▶ **What the task asks**: Would you please give every entry again exactly, without the pictures?

________________

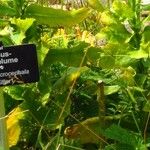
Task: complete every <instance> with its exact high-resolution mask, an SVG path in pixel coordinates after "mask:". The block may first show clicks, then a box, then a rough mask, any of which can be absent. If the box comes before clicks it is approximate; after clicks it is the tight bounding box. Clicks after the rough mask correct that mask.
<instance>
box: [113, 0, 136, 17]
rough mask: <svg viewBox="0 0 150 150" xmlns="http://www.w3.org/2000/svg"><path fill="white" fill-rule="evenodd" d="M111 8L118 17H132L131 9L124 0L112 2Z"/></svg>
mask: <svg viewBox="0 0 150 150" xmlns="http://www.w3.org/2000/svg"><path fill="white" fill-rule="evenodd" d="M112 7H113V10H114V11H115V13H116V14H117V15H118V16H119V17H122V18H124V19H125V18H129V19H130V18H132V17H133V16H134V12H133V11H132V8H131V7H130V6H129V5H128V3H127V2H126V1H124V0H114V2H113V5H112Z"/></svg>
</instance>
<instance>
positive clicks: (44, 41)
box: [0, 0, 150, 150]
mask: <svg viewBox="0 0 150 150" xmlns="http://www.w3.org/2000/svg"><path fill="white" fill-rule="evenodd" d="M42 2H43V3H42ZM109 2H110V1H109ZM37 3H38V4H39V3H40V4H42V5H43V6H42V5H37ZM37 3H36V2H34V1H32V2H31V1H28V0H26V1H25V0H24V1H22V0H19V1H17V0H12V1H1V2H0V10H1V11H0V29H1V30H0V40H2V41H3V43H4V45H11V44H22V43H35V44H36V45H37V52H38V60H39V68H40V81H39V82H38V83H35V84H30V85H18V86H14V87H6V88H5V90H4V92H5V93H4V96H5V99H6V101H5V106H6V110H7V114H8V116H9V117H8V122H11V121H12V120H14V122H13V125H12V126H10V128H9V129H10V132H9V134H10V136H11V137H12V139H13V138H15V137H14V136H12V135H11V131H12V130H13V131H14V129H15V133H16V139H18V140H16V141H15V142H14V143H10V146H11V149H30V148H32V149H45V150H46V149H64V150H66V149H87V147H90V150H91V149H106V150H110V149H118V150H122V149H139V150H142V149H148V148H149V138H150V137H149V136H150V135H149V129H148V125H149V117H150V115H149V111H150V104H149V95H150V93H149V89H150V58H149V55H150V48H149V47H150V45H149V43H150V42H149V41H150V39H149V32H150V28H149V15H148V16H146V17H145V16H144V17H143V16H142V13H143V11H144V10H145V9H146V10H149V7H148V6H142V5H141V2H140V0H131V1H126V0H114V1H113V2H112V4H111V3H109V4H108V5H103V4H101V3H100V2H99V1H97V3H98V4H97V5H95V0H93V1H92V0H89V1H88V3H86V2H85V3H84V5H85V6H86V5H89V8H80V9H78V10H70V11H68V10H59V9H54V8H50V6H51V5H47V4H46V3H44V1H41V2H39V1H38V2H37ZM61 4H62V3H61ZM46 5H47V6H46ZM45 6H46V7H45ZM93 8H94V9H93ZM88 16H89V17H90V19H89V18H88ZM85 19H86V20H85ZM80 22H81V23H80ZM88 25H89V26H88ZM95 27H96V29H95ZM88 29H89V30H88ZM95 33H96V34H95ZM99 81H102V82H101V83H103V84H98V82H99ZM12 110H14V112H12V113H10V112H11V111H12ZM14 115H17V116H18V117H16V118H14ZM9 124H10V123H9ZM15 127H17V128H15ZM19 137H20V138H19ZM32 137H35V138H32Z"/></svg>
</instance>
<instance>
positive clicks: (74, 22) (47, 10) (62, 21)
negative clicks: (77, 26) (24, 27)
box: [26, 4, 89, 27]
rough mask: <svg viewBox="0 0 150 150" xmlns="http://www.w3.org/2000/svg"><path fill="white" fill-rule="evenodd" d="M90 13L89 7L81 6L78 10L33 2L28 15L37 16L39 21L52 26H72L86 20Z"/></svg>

________________

▶ **Exercise response**:
Task: complete every <instance> with its exact high-resolution mask, an SVG path in pixel coordinates after "mask:". The block may first show clicks, then a box, then a rough mask, any of which can be absent. If the box comes before clicks it is approximate; after clicks it is the tight bounding box. Clicks after the rough mask correct that mask.
<instance>
box: [113, 0, 136, 17]
rough mask: <svg viewBox="0 0 150 150" xmlns="http://www.w3.org/2000/svg"><path fill="white" fill-rule="evenodd" d="M111 8L118 17H132L131 9L124 0L112 2Z"/></svg>
mask: <svg viewBox="0 0 150 150" xmlns="http://www.w3.org/2000/svg"><path fill="white" fill-rule="evenodd" d="M112 7H113V10H114V11H115V13H116V14H117V15H118V16H119V17H122V18H124V19H125V18H129V19H130V18H132V17H133V16H134V12H133V11H132V8H131V7H130V6H129V5H128V3H127V2H126V1H124V0H114V2H113V5H112Z"/></svg>
</instance>
<instance>
positive clicks: (44, 41)
box: [0, 0, 150, 150]
mask: <svg viewBox="0 0 150 150" xmlns="http://www.w3.org/2000/svg"><path fill="white" fill-rule="evenodd" d="M42 2H43V3H42ZM109 2H110V1H109ZM37 3H38V4H39V3H40V4H42V5H43V6H42V5H37ZM37 3H36V2H34V1H32V2H31V1H28V0H26V1H25V0H24V1H22V0H19V1H17V0H12V1H1V2H0V10H1V11H0V29H1V30H0V40H2V41H3V43H4V45H11V44H22V43H35V44H36V45H37V52H38V60H39V68H40V81H39V82H38V83H35V84H30V85H18V86H14V87H6V88H5V90H4V92H5V93H4V96H5V99H6V101H5V106H6V110H7V114H8V116H9V117H8V122H11V121H12V120H14V122H13V125H12V126H10V128H9V129H10V132H9V134H10V136H11V137H12V139H13V138H15V137H14V136H12V135H11V131H12V130H13V131H14V129H15V133H16V139H18V140H16V141H15V142H14V143H10V146H11V149H30V148H32V149H45V150H46V149H64V150H66V149H87V147H90V150H91V149H106V150H110V149H118V150H122V149H139V150H142V149H148V148H149V138H150V137H149V136H150V135H149V129H148V125H149V117H150V115H149V111H150V104H149V95H150V93H149V89H150V58H149V55H150V48H149V47H150V45H149V43H150V42H149V41H150V39H149V32H150V28H149V15H148V16H146V17H145V16H144V17H143V16H142V13H143V11H144V10H145V9H146V10H149V7H148V6H142V5H141V2H140V0H131V1H126V0H114V1H113V2H112V4H111V3H109V4H108V5H103V4H101V3H100V2H99V1H97V3H98V4H97V5H95V0H93V1H92V0H89V1H88V3H86V2H85V3H84V5H85V6H86V5H89V8H80V9H78V10H70V11H68V10H59V9H54V8H50V6H51V5H47V4H46V3H44V1H41V2H39V1H38V2H37ZM61 4H62V3H61ZM46 5H47V6H46ZM45 6H46V7H45ZM93 8H94V9H93ZM88 16H89V17H90V19H89V18H88ZM85 19H86V20H85ZM80 22H81V23H80ZM88 25H89V26H88ZM95 27H96V29H95ZM88 29H89V30H88ZM95 33H96V34H95ZM99 81H102V82H101V83H103V84H98V82H99ZM12 110H14V112H12V113H10V112H11V111H12ZM14 115H17V116H18V117H16V118H14ZM9 124H10V123H9ZM15 127H17V128H15ZM19 137H20V138H19ZM32 137H35V138H32Z"/></svg>
</instance>
<instance>
positive clicks: (74, 22) (47, 10) (62, 21)
negative clicks: (77, 26) (24, 27)
box: [26, 4, 89, 27]
rough mask: <svg viewBox="0 0 150 150" xmlns="http://www.w3.org/2000/svg"><path fill="white" fill-rule="evenodd" d="M90 13L89 7L81 6L78 10L33 2L28 15L37 16L39 21L52 26H72L86 20Z"/></svg>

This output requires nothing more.